_Job A_
In the forum thread about the recall, give the stretch from "Side note: using" through "(Dec 12, 2014)" again, swapping "loaner" for "rental car" wherever it occurs.

_Selected excerpt_
Sounds like exactly what they describe.

Weirdly (or maybe not-so-weirdly, as they have different tunes and only the autos are recalled, I suppose), I've never smelled a thing on my MT - and I usually run 89 unless it's the middle of summer.

I occasionally do high (5-6K) RPM pulls to dart across traffic, at which point it promptly winds down. I've done the same on long highway uphills to get around slow-moving traffic and never noticed, either.


----------



## spacedout (Dec 7, 2010)

Just made my appointment, my car goes in Friday for a trans fluid change and to get this recall done. 

Side note: using one of the many dealer coupons I get in the mail, the trans fluid service is only $110 and they are giving me a loaner. I can drop the car off Thursday night or Friday morning and pick up the loaner, the work should only take a couple hours..... LOVE how great my dealers service department is!!!!


----------



## JerTM (Dec 12, 2014)

_Data shown_
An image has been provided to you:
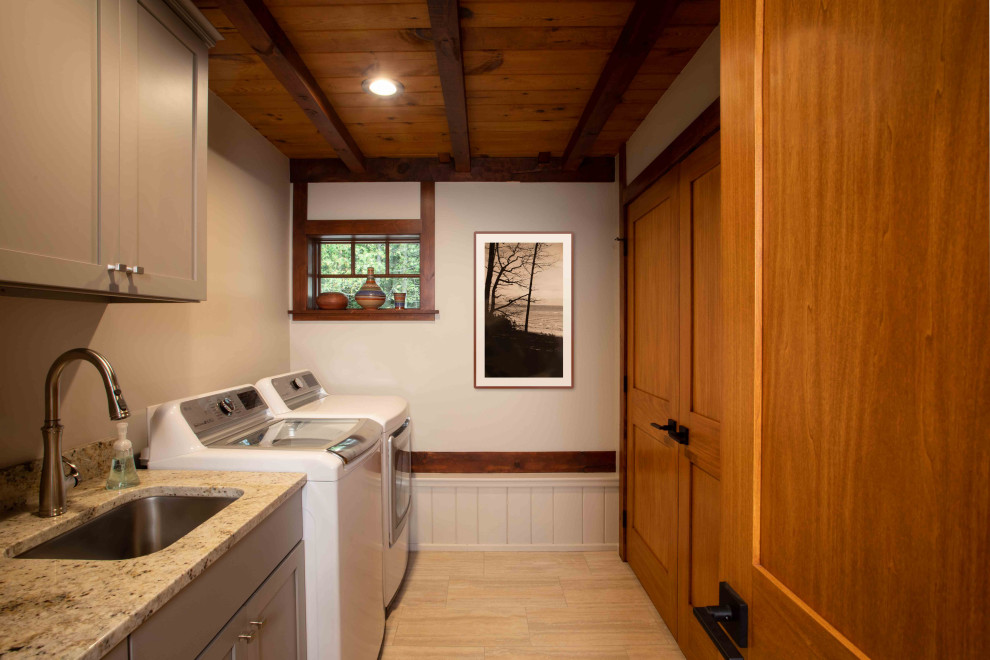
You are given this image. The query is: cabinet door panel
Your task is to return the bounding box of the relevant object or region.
[120,0,206,299]
[0,0,119,290]
[677,134,722,659]
[626,168,680,630]
[135,0,196,279]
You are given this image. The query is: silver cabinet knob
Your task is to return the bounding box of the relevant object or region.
[107,264,144,275]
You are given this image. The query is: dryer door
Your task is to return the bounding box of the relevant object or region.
[387,418,412,547]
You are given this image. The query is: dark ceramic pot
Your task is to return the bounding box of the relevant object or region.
[316,291,347,309]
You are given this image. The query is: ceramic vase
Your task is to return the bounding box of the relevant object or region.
[316,291,347,309]
[354,268,385,309]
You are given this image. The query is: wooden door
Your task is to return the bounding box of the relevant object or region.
[626,168,680,630]
[120,0,208,299]
[713,0,990,660]
[0,0,120,292]
[676,134,722,658]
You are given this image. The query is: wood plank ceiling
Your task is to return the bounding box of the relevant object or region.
[196,0,719,168]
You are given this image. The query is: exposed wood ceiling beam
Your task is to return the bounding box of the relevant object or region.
[289,157,615,183]
[564,0,678,170]
[218,0,365,172]
[428,0,471,172]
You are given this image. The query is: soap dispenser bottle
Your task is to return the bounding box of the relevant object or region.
[107,422,141,490]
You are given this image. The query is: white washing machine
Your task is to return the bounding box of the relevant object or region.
[255,371,412,607]
[148,385,385,660]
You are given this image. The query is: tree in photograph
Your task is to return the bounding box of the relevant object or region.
[485,243,530,316]
[485,243,554,332]
[485,243,498,316]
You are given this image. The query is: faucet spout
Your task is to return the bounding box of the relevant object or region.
[38,348,131,518]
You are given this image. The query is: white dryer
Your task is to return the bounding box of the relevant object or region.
[255,371,412,607]
[148,385,385,660]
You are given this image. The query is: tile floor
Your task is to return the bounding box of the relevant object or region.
[382,552,684,660]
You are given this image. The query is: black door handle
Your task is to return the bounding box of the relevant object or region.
[667,426,691,445]
[694,607,743,660]
[694,582,749,660]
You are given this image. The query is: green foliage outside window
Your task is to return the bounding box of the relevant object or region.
[319,239,420,309]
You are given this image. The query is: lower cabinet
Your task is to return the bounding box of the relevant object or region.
[122,492,306,660]
[199,543,306,660]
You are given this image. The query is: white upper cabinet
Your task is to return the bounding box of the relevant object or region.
[0,0,217,300]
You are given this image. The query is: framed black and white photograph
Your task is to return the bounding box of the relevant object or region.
[474,232,574,387]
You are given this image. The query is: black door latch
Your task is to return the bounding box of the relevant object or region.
[694,582,749,660]
[667,426,691,445]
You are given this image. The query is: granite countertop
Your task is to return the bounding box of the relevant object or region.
[0,470,306,660]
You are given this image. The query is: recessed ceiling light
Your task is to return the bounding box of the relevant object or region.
[361,78,403,96]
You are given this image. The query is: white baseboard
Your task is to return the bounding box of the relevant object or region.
[409,543,619,552]
[409,473,619,552]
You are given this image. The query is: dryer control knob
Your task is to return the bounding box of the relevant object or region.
[217,397,234,417]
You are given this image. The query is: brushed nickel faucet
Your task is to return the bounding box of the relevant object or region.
[38,348,131,518]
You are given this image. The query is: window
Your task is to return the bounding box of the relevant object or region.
[290,182,438,321]
[313,236,420,309]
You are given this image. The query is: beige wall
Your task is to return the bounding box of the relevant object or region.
[290,183,620,451]
[0,93,290,466]
[626,27,721,183]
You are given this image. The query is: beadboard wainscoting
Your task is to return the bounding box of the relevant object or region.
[409,473,620,551]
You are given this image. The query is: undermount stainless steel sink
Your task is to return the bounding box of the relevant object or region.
[16,495,237,560]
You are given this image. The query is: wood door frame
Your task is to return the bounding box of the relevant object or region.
[617,105,721,561]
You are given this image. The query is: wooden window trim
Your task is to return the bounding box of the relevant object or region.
[289,181,440,321]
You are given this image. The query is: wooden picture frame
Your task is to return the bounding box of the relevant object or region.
[474,232,574,389]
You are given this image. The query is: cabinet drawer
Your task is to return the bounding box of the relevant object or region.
[199,542,306,660]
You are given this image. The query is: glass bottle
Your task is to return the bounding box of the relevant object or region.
[107,422,141,490]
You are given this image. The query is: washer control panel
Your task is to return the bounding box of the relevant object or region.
[179,387,268,439]
[272,371,323,410]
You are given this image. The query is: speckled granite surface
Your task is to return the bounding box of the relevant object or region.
[0,470,306,660]
[0,437,114,517]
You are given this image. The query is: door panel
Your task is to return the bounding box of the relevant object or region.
[0,0,120,291]
[677,134,723,658]
[677,462,722,660]
[120,0,208,300]
[632,197,677,402]
[626,168,679,630]
[630,428,677,575]
[135,0,196,279]
[722,0,990,659]
[686,165,722,422]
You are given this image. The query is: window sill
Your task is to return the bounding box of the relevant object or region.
[289,309,440,321]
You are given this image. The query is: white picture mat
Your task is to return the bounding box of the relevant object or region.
[474,232,574,387]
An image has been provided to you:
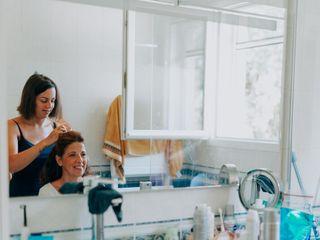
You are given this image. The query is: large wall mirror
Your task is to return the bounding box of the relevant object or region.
[289,0,320,202]
[6,0,286,199]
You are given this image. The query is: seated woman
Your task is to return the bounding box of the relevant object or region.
[39,131,88,196]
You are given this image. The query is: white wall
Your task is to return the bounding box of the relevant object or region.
[291,0,320,195]
[5,0,122,167]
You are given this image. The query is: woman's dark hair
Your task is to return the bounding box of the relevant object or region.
[17,73,62,119]
[40,131,89,186]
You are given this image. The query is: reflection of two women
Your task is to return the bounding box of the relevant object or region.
[8,73,80,196]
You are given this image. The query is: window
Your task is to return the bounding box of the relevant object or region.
[213,6,284,143]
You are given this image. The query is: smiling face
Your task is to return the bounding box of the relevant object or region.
[35,88,56,118]
[56,142,88,181]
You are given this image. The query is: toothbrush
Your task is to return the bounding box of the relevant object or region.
[218,208,229,240]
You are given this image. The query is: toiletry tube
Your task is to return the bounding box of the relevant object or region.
[20,205,30,240]
[246,209,260,240]
[262,208,280,240]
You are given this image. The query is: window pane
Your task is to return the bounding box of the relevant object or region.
[216,21,283,141]
[128,12,206,135]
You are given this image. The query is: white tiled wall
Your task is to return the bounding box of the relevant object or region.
[291,0,320,195]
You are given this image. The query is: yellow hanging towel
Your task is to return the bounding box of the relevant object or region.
[103,95,184,180]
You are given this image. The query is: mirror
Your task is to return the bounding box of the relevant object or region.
[5,0,286,199]
[239,169,281,209]
[289,1,320,201]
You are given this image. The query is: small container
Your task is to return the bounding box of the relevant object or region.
[140,181,152,190]
[261,208,280,240]
[193,204,214,240]
[246,209,260,240]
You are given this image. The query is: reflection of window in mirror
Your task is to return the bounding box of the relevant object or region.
[126,12,206,137]
[215,6,284,143]
[125,4,285,142]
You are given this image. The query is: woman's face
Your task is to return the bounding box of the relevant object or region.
[57,142,88,181]
[35,88,56,118]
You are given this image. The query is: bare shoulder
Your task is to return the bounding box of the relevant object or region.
[7,117,21,136]
[8,117,21,128]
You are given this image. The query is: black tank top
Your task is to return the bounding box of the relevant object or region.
[10,120,56,197]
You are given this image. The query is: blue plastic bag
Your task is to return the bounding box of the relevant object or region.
[280,208,313,240]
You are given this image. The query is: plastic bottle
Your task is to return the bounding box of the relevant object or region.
[246,209,260,240]
[20,205,30,240]
[193,204,214,240]
[261,208,280,240]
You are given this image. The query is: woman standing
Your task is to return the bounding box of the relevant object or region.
[8,73,69,197]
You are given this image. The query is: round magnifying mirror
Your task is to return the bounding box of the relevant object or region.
[239,169,281,210]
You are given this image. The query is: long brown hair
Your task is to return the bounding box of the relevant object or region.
[40,131,89,186]
[17,73,62,119]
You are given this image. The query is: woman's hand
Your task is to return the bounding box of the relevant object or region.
[40,124,71,147]
[56,118,72,131]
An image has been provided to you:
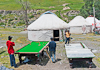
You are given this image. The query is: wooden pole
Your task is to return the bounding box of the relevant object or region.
[46,50,53,63]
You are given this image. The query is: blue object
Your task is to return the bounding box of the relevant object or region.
[9,54,17,67]
[50,51,56,62]
[0,66,14,70]
[48,41,56,51]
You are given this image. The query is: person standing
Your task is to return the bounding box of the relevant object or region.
[6,36,17,68]
[65,30,71,45]
[46,38,56,63]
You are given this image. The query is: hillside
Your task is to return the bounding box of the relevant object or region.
[0,0,84,28]
[0,0,84,10]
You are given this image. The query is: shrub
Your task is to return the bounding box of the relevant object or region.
[29,15,34,19]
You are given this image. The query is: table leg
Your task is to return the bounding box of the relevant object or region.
[68,59,73,68]
[18,54,22,63]
[89,58,92,68]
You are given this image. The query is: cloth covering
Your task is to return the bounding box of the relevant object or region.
[0,66,14,70]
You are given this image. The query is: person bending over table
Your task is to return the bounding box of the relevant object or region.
[65,30,71,45]
[46,38,56,63]
[6,36,17,68]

_Job B_
Present the rows above, from the line containing "You are given this image. The query is: dryer door" through the line containing "[354,268,385,309]", as a Markdown table with the columns n and Line. Put one row per line and leave out any blank lines.

_Result A_
Side note: using one of the many dealer coupons I get in the mail, the trans fluid service is only $110 and they are giving me a rental car. I can drop the car off Thursday night or Friday morning and pick up the rental car, the work should only take a couple hours..... LOVE how great my dealers service department is!!!!


----------



## JerTM (Dec 12, 2014)

_Result B_
| n | Line |
|---|---|
| 1 | You are given this image. The query is: dryer door |
| 2 | Your task is to return the bounding box of the relevant object or region. |
| 3 | [387,418,412,547] |
| 4 | You are given this image. The query is: dark ceramic pot |
| 5 | Your task is to return the bounding box of the relevant object or region. |
| 6 | [316,291,347,309] |
| 7 | You are given this image. The query is: ceramic vase |
| 8 | Your task is to return the bounding box of the relevant object or region. |
| 9 | [316,291,347,309] |
| 10 | [354,268,385,309] |